Aim of the task -
Extract every line of the records that contains the string "collar", matching case exactly.

** begin Supplied records **

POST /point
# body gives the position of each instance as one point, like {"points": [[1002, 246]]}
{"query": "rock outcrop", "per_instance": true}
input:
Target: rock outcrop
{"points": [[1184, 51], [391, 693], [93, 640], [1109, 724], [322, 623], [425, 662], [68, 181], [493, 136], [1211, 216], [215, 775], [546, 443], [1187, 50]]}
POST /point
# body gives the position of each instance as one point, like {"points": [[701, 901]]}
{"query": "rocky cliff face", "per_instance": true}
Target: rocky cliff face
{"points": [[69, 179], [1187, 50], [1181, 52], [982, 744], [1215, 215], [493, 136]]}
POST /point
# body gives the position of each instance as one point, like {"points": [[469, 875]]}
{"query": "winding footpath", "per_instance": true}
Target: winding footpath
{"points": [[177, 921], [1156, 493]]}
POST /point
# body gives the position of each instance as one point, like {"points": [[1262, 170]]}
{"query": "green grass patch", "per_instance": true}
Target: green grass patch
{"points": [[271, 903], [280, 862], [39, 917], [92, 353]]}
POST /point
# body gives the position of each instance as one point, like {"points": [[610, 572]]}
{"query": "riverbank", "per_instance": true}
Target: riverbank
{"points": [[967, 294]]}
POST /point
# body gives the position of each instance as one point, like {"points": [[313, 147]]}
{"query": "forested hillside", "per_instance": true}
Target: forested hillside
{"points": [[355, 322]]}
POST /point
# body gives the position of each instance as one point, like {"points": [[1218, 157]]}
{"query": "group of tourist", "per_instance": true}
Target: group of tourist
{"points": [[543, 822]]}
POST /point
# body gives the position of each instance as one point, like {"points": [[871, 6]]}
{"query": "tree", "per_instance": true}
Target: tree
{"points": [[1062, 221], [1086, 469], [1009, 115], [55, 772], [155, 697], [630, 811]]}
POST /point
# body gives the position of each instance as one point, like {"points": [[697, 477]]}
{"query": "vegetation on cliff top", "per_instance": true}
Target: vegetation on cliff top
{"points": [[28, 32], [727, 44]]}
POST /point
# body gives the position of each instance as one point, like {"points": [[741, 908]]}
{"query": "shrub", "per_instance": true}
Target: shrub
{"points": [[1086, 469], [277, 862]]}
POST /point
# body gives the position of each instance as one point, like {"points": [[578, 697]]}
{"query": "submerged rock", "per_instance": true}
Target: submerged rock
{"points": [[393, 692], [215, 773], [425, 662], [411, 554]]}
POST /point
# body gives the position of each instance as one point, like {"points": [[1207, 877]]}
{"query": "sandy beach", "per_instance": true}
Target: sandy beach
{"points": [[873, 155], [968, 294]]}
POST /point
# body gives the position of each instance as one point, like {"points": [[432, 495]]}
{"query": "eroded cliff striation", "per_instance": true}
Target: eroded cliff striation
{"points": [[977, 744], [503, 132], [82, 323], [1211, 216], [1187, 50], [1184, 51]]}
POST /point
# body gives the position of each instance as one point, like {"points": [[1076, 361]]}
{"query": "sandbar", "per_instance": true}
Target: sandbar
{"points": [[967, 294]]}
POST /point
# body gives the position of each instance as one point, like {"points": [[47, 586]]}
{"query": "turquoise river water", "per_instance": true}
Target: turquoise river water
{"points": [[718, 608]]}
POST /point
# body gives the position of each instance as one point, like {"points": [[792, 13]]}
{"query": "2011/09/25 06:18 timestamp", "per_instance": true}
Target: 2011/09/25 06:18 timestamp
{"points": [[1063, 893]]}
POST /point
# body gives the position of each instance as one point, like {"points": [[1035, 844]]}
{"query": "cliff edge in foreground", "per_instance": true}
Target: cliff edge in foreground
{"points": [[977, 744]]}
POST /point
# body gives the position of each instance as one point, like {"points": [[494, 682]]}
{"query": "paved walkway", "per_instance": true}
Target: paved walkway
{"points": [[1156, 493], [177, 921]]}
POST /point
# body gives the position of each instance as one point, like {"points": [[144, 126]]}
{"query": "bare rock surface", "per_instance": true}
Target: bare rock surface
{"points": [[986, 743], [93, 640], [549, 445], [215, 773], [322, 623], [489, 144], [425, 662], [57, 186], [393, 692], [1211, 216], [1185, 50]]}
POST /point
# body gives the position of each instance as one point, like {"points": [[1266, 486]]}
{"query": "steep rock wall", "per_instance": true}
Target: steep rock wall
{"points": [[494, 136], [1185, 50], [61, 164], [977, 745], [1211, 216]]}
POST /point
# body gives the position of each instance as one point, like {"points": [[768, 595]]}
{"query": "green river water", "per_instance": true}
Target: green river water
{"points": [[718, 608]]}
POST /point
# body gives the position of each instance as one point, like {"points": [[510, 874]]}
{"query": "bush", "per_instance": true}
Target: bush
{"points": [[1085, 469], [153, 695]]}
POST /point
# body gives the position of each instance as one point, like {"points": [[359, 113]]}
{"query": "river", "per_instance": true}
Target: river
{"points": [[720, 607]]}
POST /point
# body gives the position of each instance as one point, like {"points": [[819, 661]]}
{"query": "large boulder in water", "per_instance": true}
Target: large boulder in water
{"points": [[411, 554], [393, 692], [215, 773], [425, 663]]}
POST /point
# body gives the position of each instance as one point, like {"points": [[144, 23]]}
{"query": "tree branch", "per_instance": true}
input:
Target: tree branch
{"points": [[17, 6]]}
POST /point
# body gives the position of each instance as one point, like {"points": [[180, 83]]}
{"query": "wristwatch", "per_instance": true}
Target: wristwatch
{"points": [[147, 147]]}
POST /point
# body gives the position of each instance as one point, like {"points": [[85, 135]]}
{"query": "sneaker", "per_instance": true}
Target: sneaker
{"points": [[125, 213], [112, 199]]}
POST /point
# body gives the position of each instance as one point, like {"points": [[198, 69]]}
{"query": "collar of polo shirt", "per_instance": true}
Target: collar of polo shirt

** end Supplied records **

Result -
{"query": "collar of polo shirt", "per_instance": true}
Target: collar of polo shirt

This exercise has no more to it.